Consignes de travail:
1. Restituez mot pour mot le passage de l'extrait sur le spectacle d'orthographe, depuis "La convivialité, une" jusqu'à "à changer d'avis." inclus.
2. Relevez, dans l'extrait sur le spectacle d'orthographe, les mots cités en exemple à propos de la dictée, de l'algorithme et des aberrations d'orthographe.

Extrait choisi:
──────
La convivialité, une conférence-spectacle à propos d'orthographe

La convivialité est un titre surprenant dont on comprend plus tard le sens. C'est un excellent spectacle, non pas sur le comment de l'orthographe, mais sur le pourquoi et croyez-moi on en ressort allégé de quelques certitudes. Et, qui plus est, prêt à changer d'avis.

Les deux comédiens auteurs du spectacle, Arnaud Hoedt et Jérôme Piron, se présentent comme le feraient n’importe quels conférenciers en précisant qu’ils ne sont pas du tout comédiens mais enseignants.

Ils en font la démonstration en imposant une dictée à chaque spectateur. Il ne faut pas s’y tromper, ce sont de vrais artistes de scène abordant un sujet très sérieux avec beaucoup d’humour, et une intelligence folle.

J’ai entendu pendant cet exercice, pourtant bref, des commentaires qui m'ont amusée. Mon voisin ne connaissant pas le mot "fioritures" a commenté d'un "c’est quoi, putain". Un autre s'est plaint d'avoir mal au poignet et ils furent nombreux à pousser un ouf de soulagement à l’annonce du point final.

L’orthographe n’est pas la langue mais l’écriture de la langue. C’est le code graphique permettant d'écrire la langue, un peu à l’instar de la partition qui est au service de la musique. Est-ce que c’est un bon outil ? Ne nous assène-t-on pas des affirmations comme des vérités ? La question mérite d'être posée. Si en turc un son vaut une lettre, un son peut, en français, être transcrit d’une douzaine de manières. On nous en fait la démonstration sur grand écran. Et on comprend aussitôt pourquoi il y a tant de façons possibles d’écrire un même mot.

Il est bien pratique pour les enfants turcs décrire un mot "comme il se prononce". C'est très différent en France. Les auteurs se sont amusés à construire un algorithme permettant de recenser toutes les possibilités d’écrire un mot. Ils lui ont soumis "kréfission" (qui n’existe pas, c'est pour le besoin de la démonstration) et nous avons découvert, médusés ... 240 résultats s'afficher les uns sous les autres.

Évidemment chacun d’entre nous s’est arraché les cheveux à propos d’aberrations du type seconde (qui se prononce segonde), ou à l'inverse tranquille (qui se se dit tranqui-le et non pas tran-quille).
──────
Liste des entrées:

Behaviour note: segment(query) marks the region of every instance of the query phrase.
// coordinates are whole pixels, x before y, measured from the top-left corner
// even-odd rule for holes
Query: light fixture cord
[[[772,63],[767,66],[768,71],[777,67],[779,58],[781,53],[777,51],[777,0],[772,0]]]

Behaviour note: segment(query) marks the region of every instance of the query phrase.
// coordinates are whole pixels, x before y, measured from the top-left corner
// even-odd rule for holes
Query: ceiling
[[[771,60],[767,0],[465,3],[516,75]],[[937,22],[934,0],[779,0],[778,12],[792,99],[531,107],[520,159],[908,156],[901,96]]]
──────
Réponses attendues:
1.
La convivialité, une conférence-spectacle à propos d'orthographe

La convivialité est un titre surprenant dont on comprend plus tard le sens. C'est un excellent spectacle, non pas sur le comment de l'orthographe, mais sur le pourquoi et croyez-moi on en ressort allégé de quelques certitudes. Et, qui plus est, prêt à changer d'avis.

2. fioritures, kréfission, seconde, tranquille